▶ [PEDIDOS]:
(a) Reescreva em forma de lista o parágrafo do acórdão que começa por "I. O autor instaurou", mantendo os factos principais.
(b) Responda, por favor, a estas perguntas com base no acórdão, uma resposta por linha:
(i) Em que data, segundo o autor, ocorreu o despedimento?
(ii) Qual é o prazo estipulado no nº 2 do artº 387º do CT/2009?
(iii) Que tribunal figura como tribunal de recurso?
(c) Reproduza o trecho do acórdão que começa nas palavras "Convocada audiência de" e termina depois de "não houve recurso.".

Acórdão do Tribunal da Relação de Coimbra
Processo:
888/11.0TTLRA-A.C1
Nº Convencional: JTRC
Relator: AZEVEDO MENDES
Descritores: ACÇÃO DE IMPUGNAÇÃO DE DESPEDIMENTO
CADUCIDADE
POSTO DE TRABALHO
EXTINÇÃO
PRESCRIÇÃO
CRÉDITO LABORAL
Data do Acordão: 05/24/2012
Votação: UNANIMIDADE
Tribunal Recurso: TRIBUNAL DO TRABALHO DE LEIRIA
Texto Integral: S
Meio Processual: APELAÇÃO
Decisão: PARCIALMENTE REVOGADA
Legislação Nacional: ARTºS 337º, Nº 1 E 387º, Nº 2 DO CT/2009; 98º-B DO C.P.T..
Sumário: I – O prazo de 60 dias estipulado no nº 2 do artº 387º do CT/2009 é um prazo de caducidade para a acção de impugnação do despedimento quando se trate de decisão de despedimento individual, comunicado por escrito, nos casos de despedimento disciplinar, por inadaptação ou por extinção do posto de trabalho.

II – Ou seja, não é apenas um prazo para o autor intentar a acção na forma especial prevista nos artºs 98º-B e segs. do C.P.Trabalho, mas antes para intentar qualquer impugnação judicial daqueles despedimentos.

III – Este preceito, ao estabelecer um prazo de caducidade para a acção de impugnação de despedimento, abrange todos os efeitos da ilicitude, apenas excluindo quanto a eles a aplicação do prazo prescricional do artº 337º, nº 1 do CT/2009 que se reporta apenas aos créditos que decorrem da prestação do trabalho ou que passaram a ser imediatamente exigíveis por força da cessação ou violação do contrato.

IV - Em todos os outros casos de despedimento individual (p. ex., os despedimentos verbais), para cuja impugnação o trabalhador deva recorrer à forma de processo comum não existe prazo de caducidade do direito de acção e os créditos emergentes de despedimento ilícito ficam apenas abrangidos pelo regime de prescrição previsto no nº 1 do artº 337º do CT/2009.

Decisão Texto Integral:    Acordam no Tribunal da Relação de Coimbra:

I. O autor instaurou, em 29-09-2011, contra a ré a presente acção declarativa sob a forma de processo comum alegando, designadamente, que foi objecto de um despedimento por extinção do posto de trabalho ilícito, pedindo que a ré seja condenada a pagar-lhe, entre outros créditos que reclama, uma “compensação de 3 meses de vencimento no montante de € 1650,00”, “nos termos dos artigos 372.º e 366.º do CT” (v. art. 17.º da petição inicial), bem como uma “indemnização por não concessão dos prazos nos artigos 370.º e 371.º do CT – 275 €” (v. art. 33.º da petição inicial).

Alegou que o despedimento ocorreu em 31.05.2011.

Convocada audiência de partes, no seu decurso foi proferido despacho declarando ocorrer erro na forma do processo e mandando prosseguir a acção sob a forma do processo especial de impugnação judicial da regularidade e licitude do despedimento.

Deste despacho não houve recurso.

A ré veio então apresentar articulado motivador do despedimento, alegando, designadamente, a caducidade da acção de impugnação judicial da regularidade e licitude do despedimento, pelo decurso do prazo de 60 dias para a intentar.

(Excertos de dados de regiões rotuladas)

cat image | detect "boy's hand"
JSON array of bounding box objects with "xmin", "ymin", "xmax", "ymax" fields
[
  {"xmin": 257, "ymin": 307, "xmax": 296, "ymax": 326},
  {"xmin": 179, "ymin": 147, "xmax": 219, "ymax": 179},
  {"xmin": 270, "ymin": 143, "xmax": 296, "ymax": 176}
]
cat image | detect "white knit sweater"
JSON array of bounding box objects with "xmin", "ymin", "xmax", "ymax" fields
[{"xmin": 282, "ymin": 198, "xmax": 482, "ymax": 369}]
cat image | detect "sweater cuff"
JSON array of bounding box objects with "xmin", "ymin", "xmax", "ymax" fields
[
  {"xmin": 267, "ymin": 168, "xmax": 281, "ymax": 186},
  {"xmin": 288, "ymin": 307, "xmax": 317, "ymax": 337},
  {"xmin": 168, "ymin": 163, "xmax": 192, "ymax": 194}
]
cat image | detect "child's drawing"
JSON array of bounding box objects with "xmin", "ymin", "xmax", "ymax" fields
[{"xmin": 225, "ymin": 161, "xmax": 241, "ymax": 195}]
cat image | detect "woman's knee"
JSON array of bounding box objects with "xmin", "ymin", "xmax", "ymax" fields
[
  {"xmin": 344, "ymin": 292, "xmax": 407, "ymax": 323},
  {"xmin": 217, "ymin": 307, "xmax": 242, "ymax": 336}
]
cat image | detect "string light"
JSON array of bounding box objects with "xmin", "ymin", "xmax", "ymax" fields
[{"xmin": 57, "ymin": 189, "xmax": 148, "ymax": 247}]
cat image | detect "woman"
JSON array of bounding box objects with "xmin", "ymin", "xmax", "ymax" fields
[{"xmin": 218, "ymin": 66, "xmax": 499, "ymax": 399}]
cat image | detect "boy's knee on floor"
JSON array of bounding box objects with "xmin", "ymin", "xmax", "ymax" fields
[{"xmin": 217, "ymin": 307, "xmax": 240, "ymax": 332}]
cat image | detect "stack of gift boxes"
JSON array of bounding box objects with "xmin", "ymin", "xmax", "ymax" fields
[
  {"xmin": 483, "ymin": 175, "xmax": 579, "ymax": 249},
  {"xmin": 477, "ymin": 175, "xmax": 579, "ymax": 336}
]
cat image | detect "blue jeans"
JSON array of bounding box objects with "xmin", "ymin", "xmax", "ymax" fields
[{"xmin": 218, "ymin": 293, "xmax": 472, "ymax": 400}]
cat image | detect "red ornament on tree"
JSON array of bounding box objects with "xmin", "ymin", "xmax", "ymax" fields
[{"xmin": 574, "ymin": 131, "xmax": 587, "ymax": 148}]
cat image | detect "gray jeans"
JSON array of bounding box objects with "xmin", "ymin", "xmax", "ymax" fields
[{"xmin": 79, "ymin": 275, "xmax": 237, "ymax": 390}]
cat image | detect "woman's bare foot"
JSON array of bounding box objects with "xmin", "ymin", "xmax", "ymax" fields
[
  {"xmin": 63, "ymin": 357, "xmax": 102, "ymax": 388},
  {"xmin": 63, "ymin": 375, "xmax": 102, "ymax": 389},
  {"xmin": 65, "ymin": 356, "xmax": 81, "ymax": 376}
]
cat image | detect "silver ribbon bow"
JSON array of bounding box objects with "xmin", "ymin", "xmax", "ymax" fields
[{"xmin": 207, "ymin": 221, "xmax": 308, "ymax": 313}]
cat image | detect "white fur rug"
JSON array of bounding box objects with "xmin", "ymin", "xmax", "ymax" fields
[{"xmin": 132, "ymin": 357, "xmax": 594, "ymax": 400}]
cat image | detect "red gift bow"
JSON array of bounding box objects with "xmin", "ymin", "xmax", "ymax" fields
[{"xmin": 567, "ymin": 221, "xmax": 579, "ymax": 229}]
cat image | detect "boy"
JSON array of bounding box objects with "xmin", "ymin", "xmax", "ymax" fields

▶ [RESPOSTAS ÀS TAREFAS]:
(a)
- Em 29-09-2011, o autor instaurou contra a ré uma acção declarativa sob a forma de processo comum.
- Alegou ter sido objecto de um despedimento ilícito por extinção do posto de trabalho.
- Pediu, entre outros créditos, uma compensação de 3 meses de vencimento, no montante de € 1650,00, nos termos dos artigos 372.º e 366.º do CT (art. 17.º da petição inicial).
- Pediu ainda uma indemnização de 275 € por não concessão dos prazos dos artigos 370.º e 371.º do CT (art. 33.º da petição inicial).

(b)
(i) Em 31.05.2011.
(ii) 60 dias.
(iii) O Tribunal do Trabalho de Leiria.

(c)
Convocada audiência de partes, no seu decurso foi proferido despacho declarando ocorrer erro na forma do processo e mandando prosseguir a acção sob a forma do processo especial de impugnação judicial da regularidade e licitude do despedimento.

Deste despacho não houve recurso.